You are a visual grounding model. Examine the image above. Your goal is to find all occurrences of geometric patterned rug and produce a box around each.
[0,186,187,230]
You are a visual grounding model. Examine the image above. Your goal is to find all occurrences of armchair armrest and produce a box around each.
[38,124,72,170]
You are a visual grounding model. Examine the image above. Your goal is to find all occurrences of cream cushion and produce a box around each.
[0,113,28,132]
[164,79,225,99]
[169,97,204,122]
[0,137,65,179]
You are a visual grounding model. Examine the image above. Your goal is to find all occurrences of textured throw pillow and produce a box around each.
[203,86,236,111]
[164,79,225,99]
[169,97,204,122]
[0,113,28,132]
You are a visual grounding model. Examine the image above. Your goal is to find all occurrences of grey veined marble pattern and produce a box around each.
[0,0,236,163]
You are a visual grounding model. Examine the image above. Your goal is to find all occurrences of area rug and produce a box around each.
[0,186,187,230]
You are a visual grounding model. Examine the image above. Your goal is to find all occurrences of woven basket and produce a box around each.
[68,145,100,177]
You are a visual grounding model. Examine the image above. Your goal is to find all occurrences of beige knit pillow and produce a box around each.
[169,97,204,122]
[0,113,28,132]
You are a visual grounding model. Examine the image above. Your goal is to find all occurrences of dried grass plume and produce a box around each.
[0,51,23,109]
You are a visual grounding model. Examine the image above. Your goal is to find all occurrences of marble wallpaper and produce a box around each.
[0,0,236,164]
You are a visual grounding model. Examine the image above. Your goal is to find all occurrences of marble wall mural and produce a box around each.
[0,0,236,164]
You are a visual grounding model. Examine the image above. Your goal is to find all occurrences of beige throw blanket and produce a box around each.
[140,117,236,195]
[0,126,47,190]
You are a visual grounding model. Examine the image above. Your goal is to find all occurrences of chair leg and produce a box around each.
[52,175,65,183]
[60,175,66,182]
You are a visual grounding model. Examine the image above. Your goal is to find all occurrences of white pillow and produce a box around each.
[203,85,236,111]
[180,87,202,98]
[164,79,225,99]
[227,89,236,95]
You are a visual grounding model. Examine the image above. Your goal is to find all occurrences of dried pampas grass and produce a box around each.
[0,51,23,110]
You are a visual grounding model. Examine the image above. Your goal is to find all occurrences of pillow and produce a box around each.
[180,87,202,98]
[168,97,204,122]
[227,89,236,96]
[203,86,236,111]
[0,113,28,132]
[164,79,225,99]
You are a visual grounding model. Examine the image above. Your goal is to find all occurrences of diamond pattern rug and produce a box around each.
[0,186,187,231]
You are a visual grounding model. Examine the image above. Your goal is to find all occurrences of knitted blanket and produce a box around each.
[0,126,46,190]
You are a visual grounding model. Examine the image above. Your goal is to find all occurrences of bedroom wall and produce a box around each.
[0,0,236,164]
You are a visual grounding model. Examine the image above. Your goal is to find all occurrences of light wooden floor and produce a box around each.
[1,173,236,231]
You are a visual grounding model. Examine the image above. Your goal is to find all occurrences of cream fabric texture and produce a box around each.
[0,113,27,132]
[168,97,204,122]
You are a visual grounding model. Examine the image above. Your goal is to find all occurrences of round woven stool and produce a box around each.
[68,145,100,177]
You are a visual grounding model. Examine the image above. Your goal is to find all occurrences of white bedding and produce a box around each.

◇ ◇ ◇ ◇ ◇ ◇ ◇

> **Your instructions**:
Please reproduce the records exactly, without leaving any out.

> **Exercise output**:
You are a visual grounding model. Examine the image above. Your goal is to find all occurrences of geometric patterned rug and produce a box around each.
[0,186,187,230]
You are a visual grounding model. Examine the image above. Your goal is to find all occurrences of armchair armrest and produce a box around each.
[38,124,72,170]
You are a visual grounding model. Examine the image above. Your goal is to find all occurrences of cream cushion and produce a box around each.
[0,113,28,132]
[164,79,225,99]
[169,97,204,122]
[0,137,65,179]
You are a visual grounding model. Examine the image above. Your goal is to find all occurrences of textured throw pillow and produce a box around each.
[203,86,236,111]
[164,79,225,99]
[169,97,204,122]
[0,113,28,132]
You are a visual grounding model. Examine the image above. Your goal is to find all occurrences of grey veined marble pattern and produce a box around each.
[0,0,236,163]
You are a visual grounding model. Examine the image above. Your goal is to find all occurrences of area rug and produce a box around each.
[0,186,187,230]
You are a visual grounding model. Examine the image above. Your goal is to find all occurrences of woven basket and produce a box around each.
[68,145,100,177]
You are a visual grounding model. Examine the image above. Your goal is to find all occurrences of beige knit pillow and produce a box around each.
[169,97,204,122]
[0,113,28,132]
You are a visual grounding model. Examine the image above. Your goal is to find all occurrences of dried grass plume and produce a box around each.
[0,51,23,109]
You are a visual grounding model. Examine the image above. Your goal is to find all occurrences of marble wallpaper and produce a box around each.
[0,0,236,164]
You are a visual grounding model. Examine the image above. Your goal is to find all occurrences of marble wall mural and produce a box around each.
[0,0,236,164]
You are a visual grounding model. Examine the image above. Your goal is to find all occurrences of beige throw blanket and produce a box around each.
[140,117,236,195]
[0,126,47,190]
You are a visual grounding model. Examine the image above. Your goal is to find all occurrences of chair leg and produce a box around each.
[52,175,65,183]
[60,175,66,182]
You are a visual grounding model. Examine the image above. Your goal is to find all occurrences of white pillow and produce a box around each.
[203,85,236,111]
[180,87,202,98]
[164,79,225,99]
[227,89,236,95]
You are a visual grounding model. Examine the image above. Your goal is to find all occurrences of dried pampas grass and produce a box around each.
[0,51,23,110]
You are a visual grounding model. Examine the image above. Your goal is to find all occurrences of pillow and produce a box around each.
[180,87,202,98]
[168,97,204,122]
[227,89,236,96]
[203,86,236,111]
[0,113,28,132]
[164,79,225,99]
You are a visual grounding model. Examine the image above. Your goal is to find all occurrences of diamond pattern rug and produce a box around each.
[0,186,187,231]
You are a visual grounding model. Examine the image above. Your goal is to find all occurrences of knitted blanket and produce a box around each.
[0,126,46,190]
You are a visual grounding model. Examine the image above. Your goal is to find all occurrences of bedroom wall and produce a box around each.
[0,0,236,164]
You are a visual grounding model. Examine the image above. Your goal is to find all occurrences of light wooden floor and produce a box around each.
[1,173,236,231]
You are a visual grounding model. Examine the image above. Your goal is to find all occurrences of cream fabric texture and produce a box around each.
[0,113,27,132]
[168,97,204,122]
You are a visual grounding model. Examine the image above. Your goal is to find all occurrences of round woven stool and produce a box around each.
[68,145,100,177]
You are a visual grounding model. Examine the image above. Your goal is to find all occurrences of white bedding and produce a box around each.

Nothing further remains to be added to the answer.